Matschielanti – Totengräber der SPD?

Der Parteivorstand der thüringischen SPD hat beschlossen, Koalitionsverhandlungen mit der CDU statt mit der Linken und den Grünen zu führen.

Die Argumentation dabei erscheint so hanebüchen, dass sie wohl ernsthaft kaum jemand glauben kann: man habe 80% Übereinstimmung mit der CDU (was schon absurd genug ist), und v.a.: die Linke sei nicht vertrauenswürdig gewesen. Erinnern wir uns: obwohl sie einen höheren Stimmenanteil als die SPD hatte, war die Linke bereit, auf das Amt des Ministerpräsidenten von Thüringen zu verzichten. Wenn jemand nicht vertrauenswürdig ist, dann ist es die thüringische SPD, die für einen Politikwechsel angetreten war und nun Geburtshelfer einer weiteren CDU-geführte Regierung werden will.

AUFGABEN:
[A] Schreiben Sie aus der Quelle den Abschnitt ab, der mit den Worten „Matschielanti – Totengräber“ beginnt und nach den Worten „Regierung werden will.“ endet.
[B] Geben Sie für jede Aussage an, ob sie mit der Quelle übereinstimmt, und antworten Sie jeweils mit Ja oder Nein sowie den entscheidenden Worten der Quelle als wörtliches Zitat. (i) Der Parteivorstand der thüringischen SPD will Koalitionsverhandlungen mit der Linken und den Grünen führen. (ii) Die Linke hatte einen höheren Stimmenanteil als die SPD. (iii) Als Übereinstimmung mit der CDU wird ein Wert von 80 % genannt.

ERFASSTE DATEN:
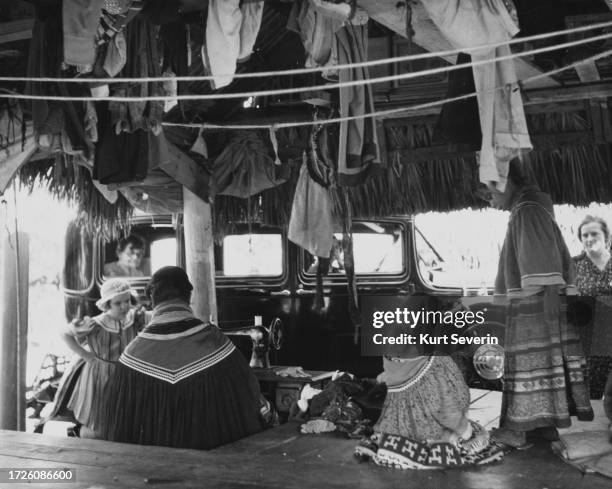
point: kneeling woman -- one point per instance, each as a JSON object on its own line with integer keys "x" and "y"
{"x": 99, "y": 342}
{"x": 424, "y": 424}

LÖSUNGEN JE AUFGABE:
[A]
Matschielanti – Totengräber der SPD?

Der Parteivorstand der thüringischen SPD hat beschlossen, Koalitionsverhandlungen mit der CDU statt mit der Linken und den Grünen zu führen.

Die Argumentation dabei erscheint so hanebüchen, dass sie wohl ernsthaft kaum jemand glauben kann: man habe 80% Übereinstimmung mit der CDU (was schon absurd genug ist), und v.a.: die Linke sei nicht vertrauenswürdig gewesen. Erinnern wir uns: obwohl sie einen höheren Stimmenanteil als die SPD hatte, war die Linke bereit, auf das Amt des Ministerpräsidenten von Thüringen zu verzichten. Wenn jemand nicht vertrauenswürdig ist, dann ist es die thüringische SPD, die für einen Politikwechsel angetreten war und nun Geburtshelfer einer weiteren CDU-geführte Regierung werden will.

[B]
(i) Nein: „Koalitionsverhandlungen mit der CDU statt mit der Linken und den Grünen zu führen“
(ii) Ja: „obwohl sie einen höheren Stimmenanteil als die SPD hatte“
(iii) Ja: „man habe 80% Übereinstimmung mit der CDU“